GIVEN REQUEST:
The material below should be written out in full and exactly; pictures stay out of the copy.

DATA FOR THE TASK:
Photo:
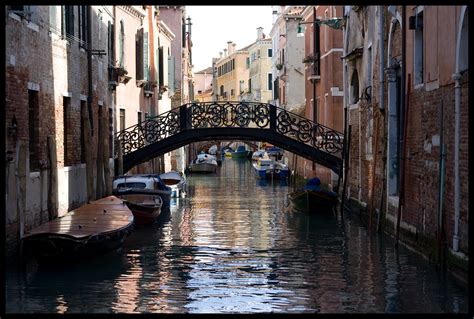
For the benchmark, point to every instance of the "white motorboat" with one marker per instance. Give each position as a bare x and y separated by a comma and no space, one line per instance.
175,181
204,163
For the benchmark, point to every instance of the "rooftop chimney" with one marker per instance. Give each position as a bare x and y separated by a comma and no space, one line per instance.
229,47
259,33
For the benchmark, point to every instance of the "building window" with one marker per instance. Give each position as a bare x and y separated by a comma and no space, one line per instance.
139,54
354,87
82,26
122,119
33,111
67,29
276,89
418,59
464,44
111,132
22,11
53,19
161,67
67,136
83,145
111,44
121,44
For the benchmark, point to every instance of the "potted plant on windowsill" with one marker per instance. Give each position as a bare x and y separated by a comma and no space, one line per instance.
122,73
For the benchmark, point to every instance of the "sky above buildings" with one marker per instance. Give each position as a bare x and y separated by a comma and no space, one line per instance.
213,26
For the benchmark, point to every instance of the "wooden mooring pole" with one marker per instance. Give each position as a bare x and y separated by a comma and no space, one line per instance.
106,156
346,160
52,179
88,154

RESPONSE:
Photo:
For the benchmark, point to every instance of the "white motorboat" with one marker per instance. Give each position as a bare x and y separated by a comma and no space, one line per instance.
175,181
204,163
For the benchmark, point to every instance of the "rooftop chimney" with one marker per instance. Give each position as a bare x and y separated by a comma and no space, one line per instance.
229,47
259,33
For the benchmark, point to every instance of the "building window" with one marker per instance. Give each position as a bare x and y separated by a comma and no space, one line per instance.
139,54
354,87
82,26
122,119
33,111
67,29
276,89
418,59
464,44
111,132
22,11
53,19
161,67
67,136
83,145
111,44
121,44
For the benchmark, point to every instance of the "potted plant on windowsill" with one marker per instance. Give each position as a bare x and y separated by a comma and no space, one line per instance.
122,73
For the benchmark, point to every instance of the "sky above buildings" with one marker per instance. Give each position as a bare x and y separated by a comma and no space, one line per instance.
213,26
For the benchmark, point to every instance of the "wooden mooring pole" with one marker per instance. Give each position as a bare x and y separated by a comma and no space, one line per instance.
106,156
346,160
52,179
88,154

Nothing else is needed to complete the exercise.